● Selected passage

# lookin' for a payin' gig...



## beaver1 (May 2, 2008)

hello everyone…i have just finished a solid year of a cabinetmaking course, quite a shock going back to school after being out for 27 years or so…anyway, i live in hamilton, ontario, and am wondering if there might be any cabinet/woodworker/furniture makers out there who might be interested in taking on one good man. i am not really interested in a factory-like setting and would really like to work in a small shop where the work would be far more diverse…there are plenty of cabinet shops around hamilton, but most are of the larger variety, and the work is the same day in and day out. just puttin' out a feeler, thanks for the time everyone!

jw wilson


----------



## North40 (Oct 17, 2007)

I hope you find the job you're looking for! Congratulations on taking the chance and following your dreams!


----------



## Loren (May 30, 2008)

well you can get to know the owners of all the shops and be available to
handle overflow and installations. I know maybe you just want a JOB - but
you can start freelancing right away, especially since you've been to school.

If you learned CNC programming there is a big demand for that too.

Most small shops seem to be scaling back these days so it's not such a good time
to get into the "art" end of it I think.

The easiest woodworking work to get is the least-fun, repairing fascia board and
so on - things where if people don't get it done their house is going to get
ruined.

I've talked to guys who say the easy money in cabinetry is in doing installations
these days. You might find out who does the installs for all the local big
box stores and call them up and offer your services.


----------

● Data excerpt
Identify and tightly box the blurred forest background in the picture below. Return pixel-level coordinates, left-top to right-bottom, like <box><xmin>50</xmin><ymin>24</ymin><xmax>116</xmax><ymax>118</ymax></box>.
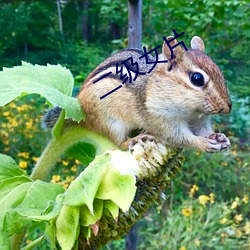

● Brief 1
From the woodworking job thread, output the passage from "If you learned" up to and including "it I think.".
● Brief 2
List the user names that head the posts in the woodworking job thread.

● Result 1
If you learned CNC programming there is a big demand for that too.

Most small shops seem to be scaling back these days so it's not such a good time
to get into the "art" end of it I think.

● Result 2
beaver1
North40
Loren